PROBLEM DESCRIPTION: Every line from the line containing "Could you point at the cloudy" through the final line below is to be repeated exactly; no other line is.
---------- RECORDS TO PROCESS
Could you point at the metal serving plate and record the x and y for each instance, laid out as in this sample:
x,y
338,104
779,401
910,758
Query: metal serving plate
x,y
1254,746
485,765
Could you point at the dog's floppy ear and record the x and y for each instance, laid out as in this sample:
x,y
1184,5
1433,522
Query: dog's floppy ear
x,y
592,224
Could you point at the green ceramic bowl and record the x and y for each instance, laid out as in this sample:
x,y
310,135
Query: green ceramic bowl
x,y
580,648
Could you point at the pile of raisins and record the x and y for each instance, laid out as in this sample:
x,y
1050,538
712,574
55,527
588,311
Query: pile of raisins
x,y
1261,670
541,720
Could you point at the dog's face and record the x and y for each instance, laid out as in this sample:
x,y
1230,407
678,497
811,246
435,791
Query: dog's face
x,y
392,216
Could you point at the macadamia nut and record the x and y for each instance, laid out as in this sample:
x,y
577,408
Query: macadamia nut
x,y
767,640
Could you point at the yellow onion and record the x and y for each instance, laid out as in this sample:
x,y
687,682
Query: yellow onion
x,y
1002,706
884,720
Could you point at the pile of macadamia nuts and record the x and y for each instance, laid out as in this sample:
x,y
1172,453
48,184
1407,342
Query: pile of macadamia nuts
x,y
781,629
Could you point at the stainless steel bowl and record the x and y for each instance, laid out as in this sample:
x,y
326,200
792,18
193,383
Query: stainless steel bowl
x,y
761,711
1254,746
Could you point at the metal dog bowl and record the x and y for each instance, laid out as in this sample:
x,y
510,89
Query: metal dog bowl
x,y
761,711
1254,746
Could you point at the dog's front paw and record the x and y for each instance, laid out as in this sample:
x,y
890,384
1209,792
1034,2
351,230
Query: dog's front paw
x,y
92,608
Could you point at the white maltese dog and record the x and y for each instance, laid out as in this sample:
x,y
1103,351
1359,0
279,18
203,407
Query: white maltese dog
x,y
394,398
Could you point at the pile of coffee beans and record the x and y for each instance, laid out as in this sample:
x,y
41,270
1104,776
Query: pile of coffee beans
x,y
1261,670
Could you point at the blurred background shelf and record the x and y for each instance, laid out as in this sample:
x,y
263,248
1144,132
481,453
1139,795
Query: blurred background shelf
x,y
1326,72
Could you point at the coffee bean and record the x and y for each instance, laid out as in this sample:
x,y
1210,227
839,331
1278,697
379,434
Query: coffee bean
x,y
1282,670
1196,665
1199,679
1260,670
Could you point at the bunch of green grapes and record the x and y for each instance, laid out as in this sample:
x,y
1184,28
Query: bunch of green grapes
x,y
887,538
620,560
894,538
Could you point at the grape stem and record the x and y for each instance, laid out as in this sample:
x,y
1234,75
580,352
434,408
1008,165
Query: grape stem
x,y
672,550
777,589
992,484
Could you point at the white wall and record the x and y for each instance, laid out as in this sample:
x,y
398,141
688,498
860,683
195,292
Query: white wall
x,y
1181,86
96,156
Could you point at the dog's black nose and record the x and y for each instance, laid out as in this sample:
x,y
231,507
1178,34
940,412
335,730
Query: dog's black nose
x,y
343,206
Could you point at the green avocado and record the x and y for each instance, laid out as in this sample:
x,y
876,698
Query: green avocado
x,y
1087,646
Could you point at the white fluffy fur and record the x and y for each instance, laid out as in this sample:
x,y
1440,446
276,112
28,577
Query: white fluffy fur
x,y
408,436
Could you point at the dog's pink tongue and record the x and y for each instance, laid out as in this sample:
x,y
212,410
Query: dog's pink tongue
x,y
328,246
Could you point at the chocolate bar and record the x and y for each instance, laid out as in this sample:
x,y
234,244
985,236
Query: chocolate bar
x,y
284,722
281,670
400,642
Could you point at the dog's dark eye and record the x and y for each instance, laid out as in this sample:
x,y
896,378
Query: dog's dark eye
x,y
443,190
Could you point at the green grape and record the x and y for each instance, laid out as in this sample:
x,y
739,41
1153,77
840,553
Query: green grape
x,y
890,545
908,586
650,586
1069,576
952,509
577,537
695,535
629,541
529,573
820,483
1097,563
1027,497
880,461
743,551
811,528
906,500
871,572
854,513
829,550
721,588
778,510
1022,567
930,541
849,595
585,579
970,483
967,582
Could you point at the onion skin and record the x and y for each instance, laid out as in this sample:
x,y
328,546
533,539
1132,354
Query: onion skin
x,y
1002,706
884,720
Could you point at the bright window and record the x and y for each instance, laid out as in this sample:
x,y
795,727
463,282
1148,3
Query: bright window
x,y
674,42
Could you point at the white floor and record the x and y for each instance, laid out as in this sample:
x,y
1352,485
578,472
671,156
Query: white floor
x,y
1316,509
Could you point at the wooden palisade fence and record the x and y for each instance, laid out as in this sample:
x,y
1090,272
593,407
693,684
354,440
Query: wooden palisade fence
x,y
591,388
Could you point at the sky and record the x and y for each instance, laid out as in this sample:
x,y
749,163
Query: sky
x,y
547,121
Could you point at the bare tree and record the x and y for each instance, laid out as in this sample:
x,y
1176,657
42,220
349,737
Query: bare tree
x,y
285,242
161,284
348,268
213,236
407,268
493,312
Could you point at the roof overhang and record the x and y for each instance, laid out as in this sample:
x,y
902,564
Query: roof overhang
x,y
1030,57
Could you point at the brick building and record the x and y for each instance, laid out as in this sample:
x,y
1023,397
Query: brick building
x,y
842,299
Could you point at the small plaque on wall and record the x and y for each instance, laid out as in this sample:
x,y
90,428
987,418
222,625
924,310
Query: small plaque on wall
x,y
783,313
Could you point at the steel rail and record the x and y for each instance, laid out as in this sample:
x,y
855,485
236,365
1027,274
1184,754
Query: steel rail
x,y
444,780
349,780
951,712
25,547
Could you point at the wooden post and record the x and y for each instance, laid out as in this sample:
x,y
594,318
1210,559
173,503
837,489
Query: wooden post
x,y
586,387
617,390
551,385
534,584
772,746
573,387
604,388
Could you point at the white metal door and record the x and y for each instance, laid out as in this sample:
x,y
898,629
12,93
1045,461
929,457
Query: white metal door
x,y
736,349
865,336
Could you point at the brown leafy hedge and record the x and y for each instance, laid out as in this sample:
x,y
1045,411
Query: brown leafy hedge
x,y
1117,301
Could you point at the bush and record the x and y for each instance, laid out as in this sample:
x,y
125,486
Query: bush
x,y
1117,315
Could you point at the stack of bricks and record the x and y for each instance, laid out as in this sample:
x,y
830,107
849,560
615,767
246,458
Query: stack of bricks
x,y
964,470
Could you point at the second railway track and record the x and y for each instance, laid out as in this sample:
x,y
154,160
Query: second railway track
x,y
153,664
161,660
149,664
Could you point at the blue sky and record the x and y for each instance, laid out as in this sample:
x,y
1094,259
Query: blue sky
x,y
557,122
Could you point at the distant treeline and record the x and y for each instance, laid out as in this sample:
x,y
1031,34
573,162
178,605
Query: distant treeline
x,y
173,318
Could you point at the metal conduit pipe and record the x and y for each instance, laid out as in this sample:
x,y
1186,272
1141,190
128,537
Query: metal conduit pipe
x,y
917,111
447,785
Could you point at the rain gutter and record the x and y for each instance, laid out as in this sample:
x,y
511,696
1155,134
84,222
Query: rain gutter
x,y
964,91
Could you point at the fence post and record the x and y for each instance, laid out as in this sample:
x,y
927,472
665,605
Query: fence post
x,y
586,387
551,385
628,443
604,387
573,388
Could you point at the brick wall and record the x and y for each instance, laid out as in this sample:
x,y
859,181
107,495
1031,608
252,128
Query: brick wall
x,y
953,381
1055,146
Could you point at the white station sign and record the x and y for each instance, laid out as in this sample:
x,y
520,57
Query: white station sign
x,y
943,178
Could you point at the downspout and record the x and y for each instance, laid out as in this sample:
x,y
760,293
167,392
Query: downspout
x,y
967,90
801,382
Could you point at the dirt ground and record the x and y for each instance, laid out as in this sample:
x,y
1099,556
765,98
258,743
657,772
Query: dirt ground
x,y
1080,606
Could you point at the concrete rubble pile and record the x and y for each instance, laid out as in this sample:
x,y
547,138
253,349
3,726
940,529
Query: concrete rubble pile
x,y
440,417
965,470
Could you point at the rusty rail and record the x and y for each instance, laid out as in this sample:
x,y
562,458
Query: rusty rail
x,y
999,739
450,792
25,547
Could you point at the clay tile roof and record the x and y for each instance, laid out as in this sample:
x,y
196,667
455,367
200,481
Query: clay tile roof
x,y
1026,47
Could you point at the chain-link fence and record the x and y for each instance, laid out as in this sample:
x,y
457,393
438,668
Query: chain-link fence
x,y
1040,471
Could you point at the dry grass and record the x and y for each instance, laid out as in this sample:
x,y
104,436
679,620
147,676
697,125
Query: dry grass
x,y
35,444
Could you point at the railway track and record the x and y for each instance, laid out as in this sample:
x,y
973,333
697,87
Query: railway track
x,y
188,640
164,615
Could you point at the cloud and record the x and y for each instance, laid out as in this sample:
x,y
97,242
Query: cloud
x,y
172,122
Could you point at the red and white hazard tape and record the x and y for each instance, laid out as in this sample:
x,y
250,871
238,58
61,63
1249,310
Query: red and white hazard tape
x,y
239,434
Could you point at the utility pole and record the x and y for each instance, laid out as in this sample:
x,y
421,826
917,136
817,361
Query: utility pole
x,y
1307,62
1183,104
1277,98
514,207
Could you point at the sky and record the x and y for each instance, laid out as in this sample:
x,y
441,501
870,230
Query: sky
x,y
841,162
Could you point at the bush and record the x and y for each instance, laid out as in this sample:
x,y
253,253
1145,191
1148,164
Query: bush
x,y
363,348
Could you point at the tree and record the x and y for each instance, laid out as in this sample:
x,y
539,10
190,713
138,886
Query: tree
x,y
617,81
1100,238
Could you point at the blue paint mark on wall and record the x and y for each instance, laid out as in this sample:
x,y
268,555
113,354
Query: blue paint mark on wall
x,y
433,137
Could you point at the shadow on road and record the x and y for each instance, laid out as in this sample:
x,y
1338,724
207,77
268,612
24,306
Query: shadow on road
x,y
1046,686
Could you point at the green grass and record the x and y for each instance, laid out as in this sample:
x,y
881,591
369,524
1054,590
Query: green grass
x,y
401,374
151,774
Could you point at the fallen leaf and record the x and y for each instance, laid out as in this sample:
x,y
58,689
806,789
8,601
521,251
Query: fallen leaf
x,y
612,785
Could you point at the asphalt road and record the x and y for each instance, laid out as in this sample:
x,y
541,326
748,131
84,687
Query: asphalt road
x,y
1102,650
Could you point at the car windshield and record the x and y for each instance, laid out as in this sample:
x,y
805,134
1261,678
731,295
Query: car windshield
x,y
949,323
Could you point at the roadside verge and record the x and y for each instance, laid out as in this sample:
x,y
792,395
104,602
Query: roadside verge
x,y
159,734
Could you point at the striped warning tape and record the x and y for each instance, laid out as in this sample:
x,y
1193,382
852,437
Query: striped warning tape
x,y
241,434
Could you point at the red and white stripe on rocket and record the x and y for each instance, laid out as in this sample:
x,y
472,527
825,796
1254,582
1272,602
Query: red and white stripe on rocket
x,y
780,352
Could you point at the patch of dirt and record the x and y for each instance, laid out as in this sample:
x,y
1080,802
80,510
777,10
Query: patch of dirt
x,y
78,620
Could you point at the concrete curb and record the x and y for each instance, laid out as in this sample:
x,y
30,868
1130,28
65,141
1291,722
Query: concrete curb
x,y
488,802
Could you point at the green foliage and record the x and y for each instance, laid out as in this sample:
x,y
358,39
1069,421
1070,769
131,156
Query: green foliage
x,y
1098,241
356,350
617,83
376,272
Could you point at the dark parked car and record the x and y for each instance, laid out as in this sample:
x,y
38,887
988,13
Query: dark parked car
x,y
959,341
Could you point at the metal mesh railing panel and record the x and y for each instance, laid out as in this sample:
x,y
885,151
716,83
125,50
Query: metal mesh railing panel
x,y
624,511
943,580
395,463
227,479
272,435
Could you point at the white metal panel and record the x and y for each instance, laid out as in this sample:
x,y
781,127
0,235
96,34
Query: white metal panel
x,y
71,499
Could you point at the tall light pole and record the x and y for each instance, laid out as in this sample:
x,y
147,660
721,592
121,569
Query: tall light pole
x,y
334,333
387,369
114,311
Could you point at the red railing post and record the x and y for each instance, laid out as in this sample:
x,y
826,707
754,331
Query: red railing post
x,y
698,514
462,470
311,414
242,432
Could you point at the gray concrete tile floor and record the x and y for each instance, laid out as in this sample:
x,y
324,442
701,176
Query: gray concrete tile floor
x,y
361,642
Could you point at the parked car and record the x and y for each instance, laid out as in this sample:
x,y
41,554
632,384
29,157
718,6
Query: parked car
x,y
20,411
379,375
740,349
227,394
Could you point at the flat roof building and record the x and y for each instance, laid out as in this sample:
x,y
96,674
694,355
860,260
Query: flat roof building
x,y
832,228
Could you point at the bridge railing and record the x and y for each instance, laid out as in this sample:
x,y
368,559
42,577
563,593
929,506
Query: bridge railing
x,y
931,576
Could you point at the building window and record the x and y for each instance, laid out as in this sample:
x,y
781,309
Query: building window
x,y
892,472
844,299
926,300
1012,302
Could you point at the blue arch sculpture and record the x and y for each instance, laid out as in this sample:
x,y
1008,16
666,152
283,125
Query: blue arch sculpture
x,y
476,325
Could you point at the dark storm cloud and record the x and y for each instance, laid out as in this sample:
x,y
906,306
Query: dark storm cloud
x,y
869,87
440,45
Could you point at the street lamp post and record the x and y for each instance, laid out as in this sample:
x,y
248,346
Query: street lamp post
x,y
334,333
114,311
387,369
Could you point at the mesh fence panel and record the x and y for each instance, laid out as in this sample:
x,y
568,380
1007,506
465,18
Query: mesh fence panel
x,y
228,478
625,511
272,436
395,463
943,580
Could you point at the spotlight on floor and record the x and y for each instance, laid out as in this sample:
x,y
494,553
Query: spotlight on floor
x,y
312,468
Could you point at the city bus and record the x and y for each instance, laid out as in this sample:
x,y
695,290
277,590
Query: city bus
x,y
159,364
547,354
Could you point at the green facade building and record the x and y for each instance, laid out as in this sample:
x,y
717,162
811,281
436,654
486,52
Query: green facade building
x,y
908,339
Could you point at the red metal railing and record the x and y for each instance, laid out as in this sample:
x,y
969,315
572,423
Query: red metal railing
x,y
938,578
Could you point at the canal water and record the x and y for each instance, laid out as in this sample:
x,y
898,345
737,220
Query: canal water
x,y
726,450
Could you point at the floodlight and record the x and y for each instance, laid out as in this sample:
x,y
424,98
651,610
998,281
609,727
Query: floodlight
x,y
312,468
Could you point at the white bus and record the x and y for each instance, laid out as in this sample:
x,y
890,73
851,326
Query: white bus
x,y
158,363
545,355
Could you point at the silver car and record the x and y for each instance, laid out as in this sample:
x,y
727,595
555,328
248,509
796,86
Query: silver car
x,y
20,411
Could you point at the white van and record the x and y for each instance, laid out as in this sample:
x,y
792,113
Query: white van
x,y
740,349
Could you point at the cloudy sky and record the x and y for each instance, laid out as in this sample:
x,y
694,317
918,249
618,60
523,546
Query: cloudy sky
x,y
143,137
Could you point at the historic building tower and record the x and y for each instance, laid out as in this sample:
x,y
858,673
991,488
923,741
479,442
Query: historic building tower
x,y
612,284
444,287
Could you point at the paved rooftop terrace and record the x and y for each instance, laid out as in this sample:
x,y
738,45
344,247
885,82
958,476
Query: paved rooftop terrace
--------------------
RESULT BELOW:
Could you point at the cloudy sky and record the x and y for each instance, laid out as in this sample:
x,y
694,317
918,249
618,60
523,546
Query: cloudy sky
x,y
143,137
Could you point at the historic building tower and record the x and y for each instance, laid out as in this sample:
x,y
858,673
991,488
923,741
479,442
Query: historic building tower
x,y
612,284
444,287
Could you point at the paved rooftop terrace and record the x and y for each instance, laid out as in this sample:
x,y
738,45
344,247
885,82
958,476
Query: paved rooftop terrace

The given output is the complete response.